- [Task requirements]: Convert the lines of the listing below, from its first line through the line containing "positive clicks: (92, 529)", into a numbered list, omitting any blank lines.

- [Supplied material]:
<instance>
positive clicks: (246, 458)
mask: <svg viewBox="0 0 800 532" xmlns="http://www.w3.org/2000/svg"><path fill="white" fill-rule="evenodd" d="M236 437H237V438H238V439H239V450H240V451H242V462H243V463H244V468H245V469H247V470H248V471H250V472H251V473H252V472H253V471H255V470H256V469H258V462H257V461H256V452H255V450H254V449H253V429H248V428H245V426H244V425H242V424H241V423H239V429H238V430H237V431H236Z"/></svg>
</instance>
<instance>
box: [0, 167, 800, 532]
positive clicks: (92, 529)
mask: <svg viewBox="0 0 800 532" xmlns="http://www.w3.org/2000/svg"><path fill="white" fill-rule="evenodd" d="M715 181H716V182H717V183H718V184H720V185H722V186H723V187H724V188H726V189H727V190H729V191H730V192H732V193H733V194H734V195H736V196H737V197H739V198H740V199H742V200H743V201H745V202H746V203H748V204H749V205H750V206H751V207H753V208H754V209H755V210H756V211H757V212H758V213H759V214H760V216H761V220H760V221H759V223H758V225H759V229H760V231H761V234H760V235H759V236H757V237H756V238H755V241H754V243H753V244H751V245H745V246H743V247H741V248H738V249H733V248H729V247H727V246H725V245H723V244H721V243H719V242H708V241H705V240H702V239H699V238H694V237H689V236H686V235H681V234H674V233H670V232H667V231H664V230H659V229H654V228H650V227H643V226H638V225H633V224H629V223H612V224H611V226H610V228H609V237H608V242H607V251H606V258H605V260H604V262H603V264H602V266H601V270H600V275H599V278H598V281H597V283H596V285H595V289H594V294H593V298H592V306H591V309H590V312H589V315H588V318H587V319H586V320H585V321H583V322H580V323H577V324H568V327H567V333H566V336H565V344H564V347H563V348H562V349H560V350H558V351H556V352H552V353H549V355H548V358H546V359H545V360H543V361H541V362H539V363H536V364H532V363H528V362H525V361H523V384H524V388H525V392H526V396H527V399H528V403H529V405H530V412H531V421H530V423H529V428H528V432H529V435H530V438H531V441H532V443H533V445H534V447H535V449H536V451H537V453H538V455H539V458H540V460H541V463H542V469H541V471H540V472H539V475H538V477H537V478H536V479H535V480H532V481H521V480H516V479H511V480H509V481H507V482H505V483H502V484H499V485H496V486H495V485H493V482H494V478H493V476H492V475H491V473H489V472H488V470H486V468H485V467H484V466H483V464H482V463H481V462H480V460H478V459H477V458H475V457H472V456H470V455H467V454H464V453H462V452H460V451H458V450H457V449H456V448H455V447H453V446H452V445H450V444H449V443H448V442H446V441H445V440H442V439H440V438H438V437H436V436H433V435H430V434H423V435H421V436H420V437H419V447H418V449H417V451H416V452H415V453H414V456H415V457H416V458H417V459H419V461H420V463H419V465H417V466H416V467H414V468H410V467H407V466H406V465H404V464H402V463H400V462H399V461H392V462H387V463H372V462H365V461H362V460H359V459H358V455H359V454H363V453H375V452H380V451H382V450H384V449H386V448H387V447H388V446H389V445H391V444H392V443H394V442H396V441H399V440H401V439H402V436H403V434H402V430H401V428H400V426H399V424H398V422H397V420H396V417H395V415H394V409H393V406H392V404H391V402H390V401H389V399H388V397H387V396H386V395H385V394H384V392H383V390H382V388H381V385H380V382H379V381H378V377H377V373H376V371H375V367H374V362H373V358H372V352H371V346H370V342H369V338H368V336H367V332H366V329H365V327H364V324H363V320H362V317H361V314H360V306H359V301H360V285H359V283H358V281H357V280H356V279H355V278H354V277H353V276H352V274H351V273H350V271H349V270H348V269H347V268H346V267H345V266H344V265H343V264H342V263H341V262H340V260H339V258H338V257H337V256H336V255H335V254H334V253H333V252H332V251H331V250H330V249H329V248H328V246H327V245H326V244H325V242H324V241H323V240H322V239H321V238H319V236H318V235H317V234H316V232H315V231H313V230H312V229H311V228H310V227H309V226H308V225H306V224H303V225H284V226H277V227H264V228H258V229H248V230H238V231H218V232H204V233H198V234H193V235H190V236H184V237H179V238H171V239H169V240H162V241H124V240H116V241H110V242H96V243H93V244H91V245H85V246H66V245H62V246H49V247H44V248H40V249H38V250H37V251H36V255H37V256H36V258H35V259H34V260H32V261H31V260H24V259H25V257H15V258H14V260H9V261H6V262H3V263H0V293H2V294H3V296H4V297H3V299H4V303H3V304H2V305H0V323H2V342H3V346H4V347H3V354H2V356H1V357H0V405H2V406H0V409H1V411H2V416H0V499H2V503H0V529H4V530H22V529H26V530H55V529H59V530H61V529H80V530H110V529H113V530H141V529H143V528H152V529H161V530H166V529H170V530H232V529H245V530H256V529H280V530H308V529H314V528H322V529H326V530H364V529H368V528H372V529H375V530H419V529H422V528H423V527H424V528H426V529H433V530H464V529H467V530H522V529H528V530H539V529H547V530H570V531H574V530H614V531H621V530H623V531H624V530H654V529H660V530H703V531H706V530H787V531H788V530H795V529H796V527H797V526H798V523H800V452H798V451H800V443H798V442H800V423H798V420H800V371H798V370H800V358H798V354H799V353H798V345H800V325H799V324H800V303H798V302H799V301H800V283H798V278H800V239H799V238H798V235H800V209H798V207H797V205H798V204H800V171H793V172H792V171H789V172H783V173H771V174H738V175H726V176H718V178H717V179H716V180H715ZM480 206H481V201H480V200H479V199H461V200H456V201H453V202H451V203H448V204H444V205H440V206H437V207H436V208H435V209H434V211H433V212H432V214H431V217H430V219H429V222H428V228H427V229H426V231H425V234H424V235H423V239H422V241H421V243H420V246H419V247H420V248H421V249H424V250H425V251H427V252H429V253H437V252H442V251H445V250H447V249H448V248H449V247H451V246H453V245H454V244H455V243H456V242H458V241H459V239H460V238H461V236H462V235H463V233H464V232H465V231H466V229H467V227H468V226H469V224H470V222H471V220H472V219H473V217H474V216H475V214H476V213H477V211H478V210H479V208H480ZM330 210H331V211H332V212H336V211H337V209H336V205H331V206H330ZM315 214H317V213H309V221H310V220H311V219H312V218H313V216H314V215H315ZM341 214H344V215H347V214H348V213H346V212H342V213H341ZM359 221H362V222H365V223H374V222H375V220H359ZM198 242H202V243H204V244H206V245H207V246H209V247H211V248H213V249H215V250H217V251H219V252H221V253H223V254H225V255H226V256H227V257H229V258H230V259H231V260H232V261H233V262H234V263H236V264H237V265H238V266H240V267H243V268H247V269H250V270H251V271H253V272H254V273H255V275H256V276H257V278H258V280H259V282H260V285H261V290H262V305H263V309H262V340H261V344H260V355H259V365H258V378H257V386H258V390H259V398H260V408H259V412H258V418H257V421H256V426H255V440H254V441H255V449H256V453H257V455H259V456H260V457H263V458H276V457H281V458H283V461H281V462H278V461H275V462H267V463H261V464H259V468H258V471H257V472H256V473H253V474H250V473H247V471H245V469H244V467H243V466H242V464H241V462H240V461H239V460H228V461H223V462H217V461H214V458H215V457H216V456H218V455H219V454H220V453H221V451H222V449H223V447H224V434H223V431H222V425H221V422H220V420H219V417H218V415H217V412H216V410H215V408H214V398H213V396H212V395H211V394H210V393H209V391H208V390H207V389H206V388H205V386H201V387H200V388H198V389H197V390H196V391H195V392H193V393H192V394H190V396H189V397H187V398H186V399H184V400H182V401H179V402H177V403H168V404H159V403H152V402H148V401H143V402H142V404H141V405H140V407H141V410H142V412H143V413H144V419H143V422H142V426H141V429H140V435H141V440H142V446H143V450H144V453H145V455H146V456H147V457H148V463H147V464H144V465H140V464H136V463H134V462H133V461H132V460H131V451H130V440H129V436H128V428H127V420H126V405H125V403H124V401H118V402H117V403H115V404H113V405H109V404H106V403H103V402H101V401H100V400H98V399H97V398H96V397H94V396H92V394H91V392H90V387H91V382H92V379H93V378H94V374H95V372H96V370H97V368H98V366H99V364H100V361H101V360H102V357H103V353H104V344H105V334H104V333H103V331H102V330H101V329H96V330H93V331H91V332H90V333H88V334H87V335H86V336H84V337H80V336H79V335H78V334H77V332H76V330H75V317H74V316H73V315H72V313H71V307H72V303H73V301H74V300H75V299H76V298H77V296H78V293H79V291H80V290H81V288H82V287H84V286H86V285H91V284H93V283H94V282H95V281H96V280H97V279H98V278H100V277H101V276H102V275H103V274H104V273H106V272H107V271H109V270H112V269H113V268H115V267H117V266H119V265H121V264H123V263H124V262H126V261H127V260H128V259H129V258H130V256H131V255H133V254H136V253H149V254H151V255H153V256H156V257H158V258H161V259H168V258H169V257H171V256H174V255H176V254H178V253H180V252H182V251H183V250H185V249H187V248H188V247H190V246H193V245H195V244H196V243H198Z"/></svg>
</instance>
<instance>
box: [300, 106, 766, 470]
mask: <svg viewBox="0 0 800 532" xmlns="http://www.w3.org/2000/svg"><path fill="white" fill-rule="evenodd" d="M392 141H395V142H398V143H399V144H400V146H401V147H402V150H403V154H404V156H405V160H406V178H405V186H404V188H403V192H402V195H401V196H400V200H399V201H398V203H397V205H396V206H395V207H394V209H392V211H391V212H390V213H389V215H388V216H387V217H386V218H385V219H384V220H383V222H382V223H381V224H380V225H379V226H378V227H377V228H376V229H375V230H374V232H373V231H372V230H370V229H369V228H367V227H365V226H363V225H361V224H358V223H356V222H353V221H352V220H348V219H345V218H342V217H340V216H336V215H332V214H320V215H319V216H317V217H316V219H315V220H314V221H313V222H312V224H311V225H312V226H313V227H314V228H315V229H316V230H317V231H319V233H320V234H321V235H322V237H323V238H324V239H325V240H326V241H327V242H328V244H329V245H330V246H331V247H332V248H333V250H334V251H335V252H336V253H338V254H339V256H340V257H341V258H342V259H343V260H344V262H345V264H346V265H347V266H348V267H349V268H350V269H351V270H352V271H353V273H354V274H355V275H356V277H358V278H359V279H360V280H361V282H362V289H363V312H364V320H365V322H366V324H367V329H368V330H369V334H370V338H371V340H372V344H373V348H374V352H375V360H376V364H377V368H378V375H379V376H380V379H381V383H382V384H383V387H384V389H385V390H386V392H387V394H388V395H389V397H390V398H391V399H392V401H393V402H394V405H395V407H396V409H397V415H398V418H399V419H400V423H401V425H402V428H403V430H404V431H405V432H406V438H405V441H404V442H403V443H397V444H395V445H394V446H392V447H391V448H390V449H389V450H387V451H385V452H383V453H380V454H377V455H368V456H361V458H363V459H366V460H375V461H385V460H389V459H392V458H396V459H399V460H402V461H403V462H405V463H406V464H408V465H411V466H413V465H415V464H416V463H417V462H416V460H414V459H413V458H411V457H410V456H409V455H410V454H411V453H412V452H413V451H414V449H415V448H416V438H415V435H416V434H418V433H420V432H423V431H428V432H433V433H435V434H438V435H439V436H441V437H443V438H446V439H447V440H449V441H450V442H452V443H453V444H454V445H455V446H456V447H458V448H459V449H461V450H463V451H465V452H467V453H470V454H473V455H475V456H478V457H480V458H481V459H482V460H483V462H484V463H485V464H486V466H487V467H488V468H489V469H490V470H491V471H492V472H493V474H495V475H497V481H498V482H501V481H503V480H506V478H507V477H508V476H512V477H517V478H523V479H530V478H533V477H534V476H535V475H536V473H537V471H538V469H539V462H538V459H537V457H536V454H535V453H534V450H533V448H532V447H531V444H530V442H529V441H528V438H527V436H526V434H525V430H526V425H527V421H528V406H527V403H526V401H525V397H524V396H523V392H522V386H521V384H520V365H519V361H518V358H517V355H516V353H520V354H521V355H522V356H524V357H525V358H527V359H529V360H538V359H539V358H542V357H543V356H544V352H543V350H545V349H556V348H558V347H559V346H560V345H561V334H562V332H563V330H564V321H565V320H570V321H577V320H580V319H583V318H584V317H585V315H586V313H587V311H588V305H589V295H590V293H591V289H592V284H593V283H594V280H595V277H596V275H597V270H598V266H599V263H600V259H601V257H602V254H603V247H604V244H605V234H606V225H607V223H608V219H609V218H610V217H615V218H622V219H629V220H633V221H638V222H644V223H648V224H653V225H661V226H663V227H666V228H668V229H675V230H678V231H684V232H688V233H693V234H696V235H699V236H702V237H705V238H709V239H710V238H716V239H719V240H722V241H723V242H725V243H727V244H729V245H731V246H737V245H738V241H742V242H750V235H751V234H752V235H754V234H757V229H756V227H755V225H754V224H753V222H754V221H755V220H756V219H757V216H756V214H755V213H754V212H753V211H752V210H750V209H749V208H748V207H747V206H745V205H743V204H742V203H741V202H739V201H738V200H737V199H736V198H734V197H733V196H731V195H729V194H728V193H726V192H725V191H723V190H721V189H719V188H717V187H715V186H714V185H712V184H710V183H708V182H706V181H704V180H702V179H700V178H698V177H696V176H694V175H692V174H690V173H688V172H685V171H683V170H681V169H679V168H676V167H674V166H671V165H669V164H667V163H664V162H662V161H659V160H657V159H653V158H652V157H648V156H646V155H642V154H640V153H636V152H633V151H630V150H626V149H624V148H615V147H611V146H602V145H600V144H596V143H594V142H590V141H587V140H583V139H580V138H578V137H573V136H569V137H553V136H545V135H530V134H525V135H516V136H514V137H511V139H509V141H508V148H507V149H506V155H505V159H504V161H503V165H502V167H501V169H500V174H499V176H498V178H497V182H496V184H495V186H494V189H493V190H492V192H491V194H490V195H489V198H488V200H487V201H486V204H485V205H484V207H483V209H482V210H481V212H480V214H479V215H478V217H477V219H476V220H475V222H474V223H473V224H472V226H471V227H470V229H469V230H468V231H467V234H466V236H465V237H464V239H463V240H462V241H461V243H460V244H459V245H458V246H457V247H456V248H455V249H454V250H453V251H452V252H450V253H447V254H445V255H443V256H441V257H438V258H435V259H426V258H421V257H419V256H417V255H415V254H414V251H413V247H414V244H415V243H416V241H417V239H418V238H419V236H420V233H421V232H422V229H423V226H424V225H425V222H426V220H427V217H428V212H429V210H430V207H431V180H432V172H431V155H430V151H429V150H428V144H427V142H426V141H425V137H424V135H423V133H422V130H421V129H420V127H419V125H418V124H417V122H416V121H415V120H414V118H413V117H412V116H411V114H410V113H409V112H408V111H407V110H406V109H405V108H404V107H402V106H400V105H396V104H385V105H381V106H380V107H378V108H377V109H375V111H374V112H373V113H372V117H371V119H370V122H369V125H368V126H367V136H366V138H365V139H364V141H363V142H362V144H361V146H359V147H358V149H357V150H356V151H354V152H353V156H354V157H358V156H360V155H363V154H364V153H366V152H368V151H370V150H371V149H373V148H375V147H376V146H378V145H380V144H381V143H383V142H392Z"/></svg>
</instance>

- [Exercise result]:
1. <instance>
2. positive clicks: (246, 458)
3. mask: <svg viewBox="0 0 800 532" xmlns="http://www.w3.org/2000/svg"><path fill="white" fill-rule="evenodd" d="M236 437H237V438H238V439H239V450H240V451H242V462H243V463H244V468H245V469H247V470H248V471H250V472H251V473H252V472H253V471H255V470H256V469H258V462H257V461H256V452H255V450H254V449H253V429H248V428H245V426H244V425H242V424H241V423H239V429H238V430H237V431H236Z"/></svg>
4. </instance>
5. <instance>
6. box: [0, 167, 800, 532]
7. positive clicks: (92, 529)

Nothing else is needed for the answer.